▶ _Quoted text_
Long wait for justice for Philly woman strangled by North Jersey serial killer
Two weeks after Robin West vanished, her family learned that she had been murdered. But the bad news did not end there.
At first, they didn’t panic that she was gone.
Robin West sometimes did that. She’d disappear for a day, maybe two, rarely longer. Robin, who lived with a friend in West Philly, was a tempestuous teenager who brought her family happiness and heartache in equal measure.
But her birthday was coming, and this one — her 20th — would be a milestone. She’d bought a lacy white dress to mark the occasion and modeled it on Facebook.
Six days before her birthday on Sept. 5 last year, she told her parents she was headed to North Jersey for a few days to celebrate early.
Then she vanished.
Her family texted and repeatedly called, with no answer.
After a week, they reported her missing.

▶ _Task to complete_
Please carry on the article about Robin West's disappearance, picking up right after its last sentence. The data that comes next has nothing to do with the article.

Records from a data source

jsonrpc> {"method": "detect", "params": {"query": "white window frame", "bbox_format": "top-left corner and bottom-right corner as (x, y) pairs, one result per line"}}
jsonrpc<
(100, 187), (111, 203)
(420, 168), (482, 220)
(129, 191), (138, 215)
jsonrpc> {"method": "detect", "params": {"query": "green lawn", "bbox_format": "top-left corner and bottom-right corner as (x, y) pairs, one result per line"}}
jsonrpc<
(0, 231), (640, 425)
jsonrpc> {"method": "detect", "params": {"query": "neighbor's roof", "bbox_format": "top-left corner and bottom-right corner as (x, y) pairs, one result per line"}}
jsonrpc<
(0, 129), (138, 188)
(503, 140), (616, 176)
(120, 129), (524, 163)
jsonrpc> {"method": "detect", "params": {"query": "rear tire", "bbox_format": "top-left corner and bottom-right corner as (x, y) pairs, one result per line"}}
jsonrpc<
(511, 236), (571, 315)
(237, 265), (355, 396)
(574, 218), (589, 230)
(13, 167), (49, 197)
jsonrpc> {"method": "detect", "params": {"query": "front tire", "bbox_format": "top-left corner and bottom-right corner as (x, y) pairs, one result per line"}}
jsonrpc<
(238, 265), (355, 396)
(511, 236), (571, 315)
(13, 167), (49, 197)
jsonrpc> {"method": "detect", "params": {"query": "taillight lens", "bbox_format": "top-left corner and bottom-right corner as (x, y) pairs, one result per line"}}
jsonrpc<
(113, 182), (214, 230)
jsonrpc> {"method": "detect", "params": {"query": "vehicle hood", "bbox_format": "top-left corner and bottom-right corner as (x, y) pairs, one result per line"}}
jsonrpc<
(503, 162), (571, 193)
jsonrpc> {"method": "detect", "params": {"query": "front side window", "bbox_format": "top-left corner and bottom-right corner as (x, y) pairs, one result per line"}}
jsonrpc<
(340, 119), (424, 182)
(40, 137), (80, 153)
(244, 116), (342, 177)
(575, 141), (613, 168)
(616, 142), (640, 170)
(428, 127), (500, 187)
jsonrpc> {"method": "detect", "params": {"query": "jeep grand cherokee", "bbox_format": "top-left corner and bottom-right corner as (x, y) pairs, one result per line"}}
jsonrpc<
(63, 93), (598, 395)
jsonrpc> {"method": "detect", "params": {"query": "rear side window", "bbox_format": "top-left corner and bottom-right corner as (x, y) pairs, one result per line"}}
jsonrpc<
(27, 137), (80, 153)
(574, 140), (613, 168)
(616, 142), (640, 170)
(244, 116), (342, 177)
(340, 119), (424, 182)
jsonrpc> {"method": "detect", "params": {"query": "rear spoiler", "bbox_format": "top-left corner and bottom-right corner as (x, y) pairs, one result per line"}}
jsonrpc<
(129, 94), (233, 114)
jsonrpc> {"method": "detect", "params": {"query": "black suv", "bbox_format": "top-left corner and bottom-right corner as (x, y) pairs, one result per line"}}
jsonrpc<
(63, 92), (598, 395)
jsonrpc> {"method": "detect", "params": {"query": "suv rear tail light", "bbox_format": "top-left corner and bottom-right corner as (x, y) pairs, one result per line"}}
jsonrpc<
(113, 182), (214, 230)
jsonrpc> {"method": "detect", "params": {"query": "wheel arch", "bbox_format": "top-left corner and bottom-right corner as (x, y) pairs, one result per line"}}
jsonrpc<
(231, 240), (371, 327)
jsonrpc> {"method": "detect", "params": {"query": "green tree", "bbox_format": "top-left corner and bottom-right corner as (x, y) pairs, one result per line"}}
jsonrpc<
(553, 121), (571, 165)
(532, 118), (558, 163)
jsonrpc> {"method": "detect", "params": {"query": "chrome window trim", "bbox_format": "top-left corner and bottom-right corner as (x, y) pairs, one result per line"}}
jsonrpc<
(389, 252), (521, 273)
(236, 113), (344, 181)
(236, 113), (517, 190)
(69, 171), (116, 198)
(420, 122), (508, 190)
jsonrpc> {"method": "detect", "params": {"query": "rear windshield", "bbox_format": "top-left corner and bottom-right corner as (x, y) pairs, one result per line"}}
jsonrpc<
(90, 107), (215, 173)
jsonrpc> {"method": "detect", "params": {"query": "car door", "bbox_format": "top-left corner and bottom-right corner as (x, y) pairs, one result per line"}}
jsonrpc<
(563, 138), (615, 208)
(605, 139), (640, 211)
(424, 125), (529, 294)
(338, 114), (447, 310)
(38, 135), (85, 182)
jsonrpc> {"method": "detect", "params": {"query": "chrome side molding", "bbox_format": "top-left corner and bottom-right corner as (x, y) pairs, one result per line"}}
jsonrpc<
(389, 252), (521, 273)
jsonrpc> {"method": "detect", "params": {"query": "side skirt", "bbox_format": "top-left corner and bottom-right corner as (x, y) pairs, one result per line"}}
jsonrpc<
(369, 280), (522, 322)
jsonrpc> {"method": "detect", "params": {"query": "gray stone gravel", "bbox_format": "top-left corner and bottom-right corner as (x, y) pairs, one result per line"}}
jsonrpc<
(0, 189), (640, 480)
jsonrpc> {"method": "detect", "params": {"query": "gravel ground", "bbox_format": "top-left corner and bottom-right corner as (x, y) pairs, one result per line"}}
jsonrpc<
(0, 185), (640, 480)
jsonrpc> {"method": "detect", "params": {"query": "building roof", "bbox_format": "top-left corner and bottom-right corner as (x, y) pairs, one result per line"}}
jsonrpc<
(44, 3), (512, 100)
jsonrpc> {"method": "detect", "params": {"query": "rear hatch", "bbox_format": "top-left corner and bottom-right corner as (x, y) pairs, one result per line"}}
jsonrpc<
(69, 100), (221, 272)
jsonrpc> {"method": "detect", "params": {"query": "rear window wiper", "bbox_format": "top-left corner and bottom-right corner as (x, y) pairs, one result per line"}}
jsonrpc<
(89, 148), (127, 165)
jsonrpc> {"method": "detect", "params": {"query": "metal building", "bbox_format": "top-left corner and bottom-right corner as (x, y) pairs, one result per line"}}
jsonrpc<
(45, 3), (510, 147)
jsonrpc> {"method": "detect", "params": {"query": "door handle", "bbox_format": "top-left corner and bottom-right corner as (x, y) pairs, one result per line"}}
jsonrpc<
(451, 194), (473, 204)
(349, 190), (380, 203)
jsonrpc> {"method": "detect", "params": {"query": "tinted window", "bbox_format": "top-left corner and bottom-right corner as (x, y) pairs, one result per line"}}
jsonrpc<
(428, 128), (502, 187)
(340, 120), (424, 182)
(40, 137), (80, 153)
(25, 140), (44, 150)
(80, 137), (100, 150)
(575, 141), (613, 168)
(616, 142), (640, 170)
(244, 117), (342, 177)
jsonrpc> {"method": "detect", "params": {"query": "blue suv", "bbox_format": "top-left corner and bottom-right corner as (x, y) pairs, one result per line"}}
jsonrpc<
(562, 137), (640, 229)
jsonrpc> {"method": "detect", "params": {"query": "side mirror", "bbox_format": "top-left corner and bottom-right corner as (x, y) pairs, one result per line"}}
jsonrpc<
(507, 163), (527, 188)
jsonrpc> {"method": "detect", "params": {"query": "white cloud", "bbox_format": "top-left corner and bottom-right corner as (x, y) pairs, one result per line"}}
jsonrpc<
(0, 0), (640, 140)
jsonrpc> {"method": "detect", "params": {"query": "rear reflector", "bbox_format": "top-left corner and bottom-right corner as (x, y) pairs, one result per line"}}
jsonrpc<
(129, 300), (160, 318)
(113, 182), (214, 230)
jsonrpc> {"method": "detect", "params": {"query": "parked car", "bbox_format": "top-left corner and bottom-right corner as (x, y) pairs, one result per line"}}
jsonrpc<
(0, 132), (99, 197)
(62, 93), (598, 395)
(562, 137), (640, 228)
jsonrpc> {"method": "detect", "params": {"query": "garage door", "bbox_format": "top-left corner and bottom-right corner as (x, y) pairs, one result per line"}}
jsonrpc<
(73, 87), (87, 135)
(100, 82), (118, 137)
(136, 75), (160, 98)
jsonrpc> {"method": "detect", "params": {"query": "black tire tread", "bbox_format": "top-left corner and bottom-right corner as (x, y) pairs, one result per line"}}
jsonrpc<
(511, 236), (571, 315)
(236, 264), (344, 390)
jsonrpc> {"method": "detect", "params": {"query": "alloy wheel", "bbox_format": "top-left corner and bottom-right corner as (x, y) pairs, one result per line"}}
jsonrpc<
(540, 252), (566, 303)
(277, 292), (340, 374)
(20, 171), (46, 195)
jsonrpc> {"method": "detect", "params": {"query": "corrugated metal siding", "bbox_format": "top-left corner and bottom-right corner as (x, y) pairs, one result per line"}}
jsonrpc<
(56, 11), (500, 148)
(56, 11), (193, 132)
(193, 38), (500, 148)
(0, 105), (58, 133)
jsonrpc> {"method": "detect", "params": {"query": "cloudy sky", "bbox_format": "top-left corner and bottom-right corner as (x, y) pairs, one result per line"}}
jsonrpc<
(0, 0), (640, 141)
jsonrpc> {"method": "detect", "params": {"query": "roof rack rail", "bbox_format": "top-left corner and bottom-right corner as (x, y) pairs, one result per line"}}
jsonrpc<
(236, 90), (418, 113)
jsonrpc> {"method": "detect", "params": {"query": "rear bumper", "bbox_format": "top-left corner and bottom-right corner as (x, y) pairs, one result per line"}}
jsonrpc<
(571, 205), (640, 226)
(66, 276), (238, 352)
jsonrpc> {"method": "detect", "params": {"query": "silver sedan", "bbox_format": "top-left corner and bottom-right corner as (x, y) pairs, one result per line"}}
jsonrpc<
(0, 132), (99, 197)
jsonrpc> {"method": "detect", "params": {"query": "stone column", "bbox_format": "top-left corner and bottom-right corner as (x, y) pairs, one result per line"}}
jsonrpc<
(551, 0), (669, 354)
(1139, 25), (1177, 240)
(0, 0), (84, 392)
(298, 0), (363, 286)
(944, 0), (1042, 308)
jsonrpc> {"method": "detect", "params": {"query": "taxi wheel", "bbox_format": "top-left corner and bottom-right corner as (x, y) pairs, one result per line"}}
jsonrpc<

▶ _Task result_
After two weeks, “her mom called me and said: ‘Oh, they found Robin!’ ” recalled Robin’s father Leroy West, 54, of Logan. “And I immediately got excited. I said: ‘Well, let’s put some gas in the car, and let’s go get her!’
“And she said: ‘No. They found her body.’ ”
Firefighters battling a blaze on Sept. 1 at an abandoned house in Orange, Essex County, in North Jersey, found a body burned beyond recognition. Robin laid in the morgue unidentified for almost two weeks before dental records confirmed it was her.
But that gruesome discovery was just the start of the family’s anguish.
Investigators would soon tell them that Robin was the first victim of a serial killer.
He’d attacked four women in North Jersey during a murderous three-month spree, police said, leaving three of them dead. He was finally nabbed early last December.
They would learn that their daughter, who sang so sweetly that she sometimes led the choir at church, had been working in the sex industry.
And they would read news coverage that reduced Robin to passing, painful phrases like “teenage Philadelphia hooker” and “Philadelphia escort.”
“They need to take that ‘escort’ off of there, because she was a person and did not deserve to lose her life,” said her mother, Anita Mason, 48, of Upper Darby.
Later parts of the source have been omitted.